Pictures in the data below are not part of the copy; transcribe everything else exactly.

• **Exercise material**

%%

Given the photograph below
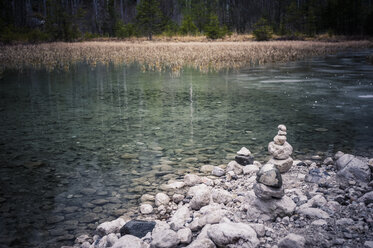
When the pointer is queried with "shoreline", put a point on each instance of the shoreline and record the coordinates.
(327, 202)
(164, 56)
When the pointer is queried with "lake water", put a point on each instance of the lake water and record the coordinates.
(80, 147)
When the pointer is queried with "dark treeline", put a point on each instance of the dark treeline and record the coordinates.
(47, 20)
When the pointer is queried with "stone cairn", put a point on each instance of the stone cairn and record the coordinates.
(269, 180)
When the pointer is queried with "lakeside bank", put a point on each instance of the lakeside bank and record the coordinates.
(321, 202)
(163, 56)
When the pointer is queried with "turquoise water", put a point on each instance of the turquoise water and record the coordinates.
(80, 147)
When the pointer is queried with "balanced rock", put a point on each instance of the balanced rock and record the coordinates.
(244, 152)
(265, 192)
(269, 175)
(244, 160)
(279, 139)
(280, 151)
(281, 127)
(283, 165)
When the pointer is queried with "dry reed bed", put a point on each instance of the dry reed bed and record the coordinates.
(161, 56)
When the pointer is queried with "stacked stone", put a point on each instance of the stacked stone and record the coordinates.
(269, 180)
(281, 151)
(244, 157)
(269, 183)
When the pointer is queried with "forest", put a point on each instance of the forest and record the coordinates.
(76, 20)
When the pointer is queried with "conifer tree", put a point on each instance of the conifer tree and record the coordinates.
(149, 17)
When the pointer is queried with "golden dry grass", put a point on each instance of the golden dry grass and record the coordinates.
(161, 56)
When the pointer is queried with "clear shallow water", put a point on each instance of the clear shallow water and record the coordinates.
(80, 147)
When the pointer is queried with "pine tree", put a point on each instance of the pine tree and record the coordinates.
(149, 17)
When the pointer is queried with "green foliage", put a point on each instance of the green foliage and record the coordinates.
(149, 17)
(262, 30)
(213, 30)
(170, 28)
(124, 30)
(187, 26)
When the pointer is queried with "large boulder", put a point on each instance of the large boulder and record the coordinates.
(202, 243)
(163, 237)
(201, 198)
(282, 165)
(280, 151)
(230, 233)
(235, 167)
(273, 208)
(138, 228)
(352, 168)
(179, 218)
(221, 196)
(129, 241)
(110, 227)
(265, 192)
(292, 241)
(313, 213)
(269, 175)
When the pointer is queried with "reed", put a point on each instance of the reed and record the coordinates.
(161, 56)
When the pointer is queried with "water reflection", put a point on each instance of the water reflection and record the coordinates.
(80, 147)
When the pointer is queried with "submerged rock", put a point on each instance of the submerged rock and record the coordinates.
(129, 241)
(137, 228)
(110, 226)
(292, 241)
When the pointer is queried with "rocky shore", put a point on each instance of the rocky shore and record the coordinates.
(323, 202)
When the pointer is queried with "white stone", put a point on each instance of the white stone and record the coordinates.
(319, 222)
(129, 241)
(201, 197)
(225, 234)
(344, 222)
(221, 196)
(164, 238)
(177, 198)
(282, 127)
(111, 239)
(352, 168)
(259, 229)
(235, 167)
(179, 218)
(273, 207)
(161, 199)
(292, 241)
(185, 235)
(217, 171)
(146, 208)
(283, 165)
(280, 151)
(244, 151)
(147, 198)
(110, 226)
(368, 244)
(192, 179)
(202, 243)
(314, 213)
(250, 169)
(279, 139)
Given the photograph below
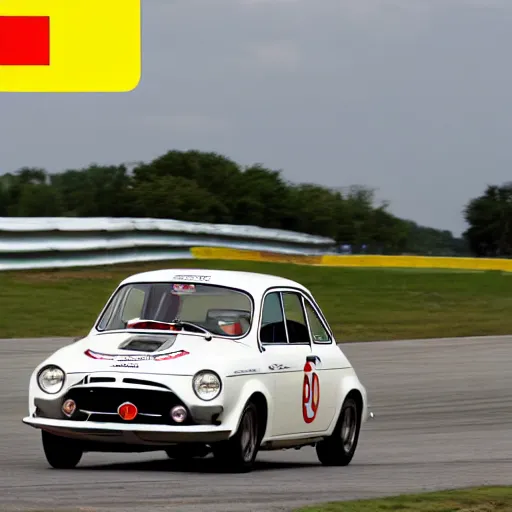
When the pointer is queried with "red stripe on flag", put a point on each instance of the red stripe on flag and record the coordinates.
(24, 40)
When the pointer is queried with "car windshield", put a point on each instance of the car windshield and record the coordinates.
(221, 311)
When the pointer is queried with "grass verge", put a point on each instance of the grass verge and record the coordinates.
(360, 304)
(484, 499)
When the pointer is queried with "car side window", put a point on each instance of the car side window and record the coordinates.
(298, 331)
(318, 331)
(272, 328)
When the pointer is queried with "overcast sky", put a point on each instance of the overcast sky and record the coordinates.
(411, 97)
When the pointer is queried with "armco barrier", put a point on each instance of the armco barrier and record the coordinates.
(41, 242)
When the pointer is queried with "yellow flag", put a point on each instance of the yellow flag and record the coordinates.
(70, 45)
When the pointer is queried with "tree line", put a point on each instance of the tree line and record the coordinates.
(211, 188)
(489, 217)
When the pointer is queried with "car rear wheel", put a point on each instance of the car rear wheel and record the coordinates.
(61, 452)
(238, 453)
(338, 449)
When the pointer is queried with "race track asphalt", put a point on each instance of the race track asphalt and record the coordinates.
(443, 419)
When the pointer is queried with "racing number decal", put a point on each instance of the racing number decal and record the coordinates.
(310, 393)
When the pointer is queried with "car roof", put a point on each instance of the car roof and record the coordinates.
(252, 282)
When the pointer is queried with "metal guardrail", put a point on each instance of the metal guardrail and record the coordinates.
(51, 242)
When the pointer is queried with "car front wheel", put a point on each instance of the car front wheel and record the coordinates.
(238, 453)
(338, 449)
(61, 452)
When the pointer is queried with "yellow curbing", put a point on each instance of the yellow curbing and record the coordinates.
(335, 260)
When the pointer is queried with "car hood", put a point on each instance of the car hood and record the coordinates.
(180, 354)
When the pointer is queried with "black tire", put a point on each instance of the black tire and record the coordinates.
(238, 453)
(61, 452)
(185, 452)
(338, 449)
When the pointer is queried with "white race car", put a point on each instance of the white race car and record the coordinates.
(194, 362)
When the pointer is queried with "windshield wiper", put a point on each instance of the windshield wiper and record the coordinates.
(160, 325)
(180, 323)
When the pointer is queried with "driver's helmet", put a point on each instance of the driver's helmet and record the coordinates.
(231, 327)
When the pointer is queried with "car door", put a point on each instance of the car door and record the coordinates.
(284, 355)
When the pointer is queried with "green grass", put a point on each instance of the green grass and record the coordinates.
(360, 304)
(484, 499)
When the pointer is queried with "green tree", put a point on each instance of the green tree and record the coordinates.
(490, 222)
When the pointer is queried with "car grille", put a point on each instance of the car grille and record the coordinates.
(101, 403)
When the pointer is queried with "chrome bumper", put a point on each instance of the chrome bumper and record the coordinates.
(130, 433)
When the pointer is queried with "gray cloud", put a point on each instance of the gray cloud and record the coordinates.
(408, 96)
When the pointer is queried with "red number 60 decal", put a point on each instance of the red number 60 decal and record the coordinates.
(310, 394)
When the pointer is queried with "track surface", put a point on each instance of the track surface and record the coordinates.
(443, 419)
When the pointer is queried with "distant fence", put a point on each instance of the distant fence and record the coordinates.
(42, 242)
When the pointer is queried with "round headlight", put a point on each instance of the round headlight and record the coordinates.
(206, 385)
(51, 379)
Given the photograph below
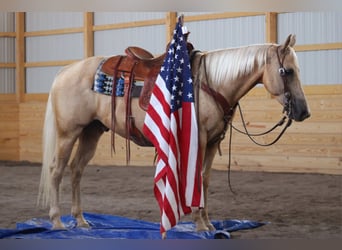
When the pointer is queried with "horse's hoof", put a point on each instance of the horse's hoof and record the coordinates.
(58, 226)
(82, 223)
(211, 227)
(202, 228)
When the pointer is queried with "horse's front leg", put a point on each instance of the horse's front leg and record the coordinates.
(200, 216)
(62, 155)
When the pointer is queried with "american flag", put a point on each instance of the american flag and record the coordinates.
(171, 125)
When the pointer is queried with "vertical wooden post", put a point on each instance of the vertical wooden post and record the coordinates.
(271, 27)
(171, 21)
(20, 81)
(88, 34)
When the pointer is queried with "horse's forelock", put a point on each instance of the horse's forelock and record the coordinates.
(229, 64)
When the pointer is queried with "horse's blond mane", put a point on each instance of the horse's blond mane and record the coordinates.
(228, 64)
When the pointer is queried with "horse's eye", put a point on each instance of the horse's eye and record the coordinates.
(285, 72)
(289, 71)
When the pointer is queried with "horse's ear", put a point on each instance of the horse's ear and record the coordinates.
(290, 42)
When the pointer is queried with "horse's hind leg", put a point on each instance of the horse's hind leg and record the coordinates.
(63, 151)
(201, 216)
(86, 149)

%%

• **Output for this task**
Given the photograph below
When the pointer is queried with "shoreline", put a point on each instance of the shoreline and record the coordinates.
(327, 202)
(164, 56)
When the pointer is queried with "lake water", put a point on each instance of the lake water and record the coordinates.
(80, 147)
When the pointer is queried with "dark treeline", put a point on each instance of the dark treeline and record the coordinates.
(47, 20)
When the pointer is queried with "stone cairn", put a point on each instance of the stone cairn and record the coordinates.
(269, 180)
When the pointer is queried with "lakeside bank", put a point on each instance of the lakeside bank and record the coordinates.
(321, 202)
(163, 56)
When the pointer is queried with "turquoise water", put a point on each instance of the turquoise water and record the coordinates.
(80, 147)
When the pointer is queried with "balanced rock", put a point on each instance of the balanced rock and record the coordinates.
(244, 152)
(265, 192)
(269, 175)
(244, 160)
(279, 139)
(280, 151)
(281, 127)
(283, 165)
When the pointer is queried with "dry reed bed", put a point on each instance of the dry reed bed and record the coordinates.
(161, 56)
When the pointer is queried with "stacked stone", put a point on each instance of the stacked stone and record the coordinates.
(269, 180)
(281, 151)
(244, 157)
(269, 183)
When the pointer is queried with "forest", put a point on each instance of the forest and record the coordinates.
(76, 20)
When the pointer is queried with "conifer tree", put a point on each instance of the conifer tree and record the coordinates.
(149, 17)
When the pointer is queried with "golden dry grass", put a point on each instance of the golden dry grass and record the coordinates.
(161, 56)
When the pointer is queried with "clear shallow water", put a point on each instance of the clear shallow water and record the coordinates.
(80, 147)
When the pointer is queried with "pine tree", put a point on each instance of the pine tree and record the coordinates.
(149, 17)
When the pointer is queried with "green foliage", put a point on each instance of the green foliage and record the coordinates.
(149, 17)
(262, 30)
(213, 30)
(170, 28)
(124, 30)
(187, 26)
When the pointer is queried with "large boulder", put a point on each instance of the large boulder and record the coordinates.
(202, 243)
(163, 237)
(201, 198)
(282, 165)
(280, 151)
(230, 233)
(235, 167)
(273, 208)
(138, 228)
(352, 168)
(179, 218)
(221, 196)
(129, 241)
(110, 227)
(265, 192)
(292, 241)
(313, 213)
(269, 175)
When the pointer is queried with "reed", put a point on each instance of the reed and record the coordinates.
(161, 56)
When the pointer is queried with "water reflection", put a point on each instance of the water reflection and record the coordinates.
(80, 147)
When the pointer is queried with "submerged rock", put a point on each instance of the submerged rock and record the coordinates.
(129, 241)
(137, 228)
(110, 226)
(292, 241)
When the pointer is queried with "rocky shore", put a point on each instance of the rocky shore and record the coordinates.
(323, 202)
When the pointer is queried with "white stone", put a point on each instance of the white stone and record the coordinates.
(319, 222)
(129, 241)
(201, 197)
(225, 234)
(344, 222)
(221, 196)
(164, 238)
(177, 198)
(282, 127)
(111, 239)
(352, 168)
(259, 229)
(235, 167)
(179, 218)
(273, 207)
(161, 199)
(292, 241)
(185, 235)
(217, 171)
(146, 208)
(283, 165)
(280, 151)
(244, 151)
(147, 198)
(110, 226)
(368, 244)
(192, 179)
(202, 243)
(314, 213)
(250, 169)
(279, 139)
Given the photograph below
When the pointer is queried with "red stripe on flag", put a point on each instance of the red stripe on flag and record the coordinates.
(24, 40)
When the pointer is queried with "car windshield", put a point on each instance of the car windshield and record the coordinates.
(221, 311)
When the pointer is queried with "grass verge", put a point on each instance of the grass verge and record the coordinates.
(360, 304)
(484, 499)
When the pointer is queried with "car side window", put a point on each instance of the car side window and record the coordinates.
(298, 331)
(318, 331)
(272, 328)
When the pointer is queried with "overcast sky", put a point on each instance of the overcast sky and record the coordinates.
(411, 97)
When the pointer is queried with "armco barrier", put a point on each instance of the armco barrier and record the coordinates.
(41, 242)
When the pointer is queried with "yellow flag", put a point on each instance of the yellow flag and record the coordinates.
(70, 45)
When the pointer is queried with "tree line", put a point on each instance of the tree line and record the coordinates.
(211, 188)
(489, 217)
When the pointer is queried with "car rear wheel", put a point on each instance of the car rear wheel and record the coordinates.
(61, 452)
(238, 453)
(338, 449)
When the pointer is queried with "race track asphalt", put a point on each instance of the race track asphalt and record the coordinates.
(443, 419)
When the pointer is queried with "racing number decal", put a point on each instance of the racing number decal and record the coordinates.
(310, 393)
When the pointer is queried with "car roof", put a point on each instance of the car roof and record the coordinates.
(252, 282)
When the pointer is queried with "metal guardrail", put a point on each instance of the metal guardrail and record the coordinates.
(51, 242)
When the pointer is queried with "car front wheel", put a point on each instance of the car front wheel and record the coordinates.
(238, 453)
(338, 449)
(61, 452)
When the pointer is queried with "yellow curbing", put a point on each instance of the yellow curbing and record the coordinates.
(335, 260)
When the pointer is queried with "car hood", put a point on each instance of the car hood and record the coordinates.
(180, 354)
When the pointer is queried with "black tire", put a point on each instance of the black tire and record the coordinates.
(238, 453)
(61, 452)
(185, 452)
(338, 449)
When the pointer is queried with "white race car", put a point on each instance of the white race car and record the coordinates.
(194, 362)
When the pointer is queried with "windshield wiper", put a point on each instance of the windshield wiper and record the coordinates.
(160, 325)
(180, 323)
When the pointer is queried with "driver's helmet", put a point on each instance of the driver's helmet and record the coordinates.
(231, 327)
When the pointer is queried with "car door", put a point on each instance of the car door and record the coordinates.
(284, 355)
When the pointer is queried with "green grass", put a point on each instance of the green grass and record the coordinates.
(360, 304)
(484, 499)
When the pointer is queried with "green tree", put a point on each instance of the green tree and record the coordinates.
(490, 222)
When the pointer is queried with "car grille", put a point on each instance of the car grille and record the coordinates.
(101, 403)
When the pointer is queried with "chrome bumper", put a point on each instance of the chrome bumper and record the coordinates.
(130, 433)
When the pointer is queried with "gray cloud", put a point on each instance of the gray cloud and record the coordinates.
(408, 96)
When the pointer is queried with "red number 60 decal", put a point on each instance of the red number 60 decal and record the coordinates.
(310, 394)
When the pointer is queried with "track surface", put a point on each instance of the track surface and record the coordinates.
(443, 419)
When the pointer is queried with "distant fence", put a point on each instance of the distant fence and record the coordinates.
(42, 242)
When the pointer is queried with "round headlight", put a point on each instance of the round headlight and record the coordinates.
(206, 385)
(51, 379)
Given the photograph below
When the pointer is queried with "horse's hoof", put a point on each instance of the horse's hoof and record the coordinates.
(58, 226)
(82, 223)
(211, 227)
(202, 228)
When the pointer is queried with "horse's front leg", put a point on each instance of the horse's front leg and record the coordinates.
(200, 216)
(62, 155)
When the pointer is queried with "american flag", put a point on each instance of the american flag and record the coordinates.
(171, 125)
When the pointer is queried with "vertical wooden post", put a point on each instance of the vertical wooden post and record the coordinates.
(271, 27)
(171, 21)
(20, 81)
(88, 34)
When the pointer is queried with "horse's forelock", put a point on each instance of the horse's forelock and record the coordinates.
(229, 64)
When the pointer is queried with "horse's blond mane", put a point on each instance of the horse's blond mane and record the coordinates.
(228, 64)
When the pointer is queried with "horse's eye", put a point on each instance of the horse's eye and record the coordinates.
(285, 72)
(289, 71)
When the pointer is queried with "horse's ear", put a point on each instance of the horse's ear and record the coordinates.
(290, 42)
When the pointer is queried with "horse's hind leg", put a point on each instance of the horse's hind leg and record the coordinates.
(63, 151)
(201, 216)
(86, 149)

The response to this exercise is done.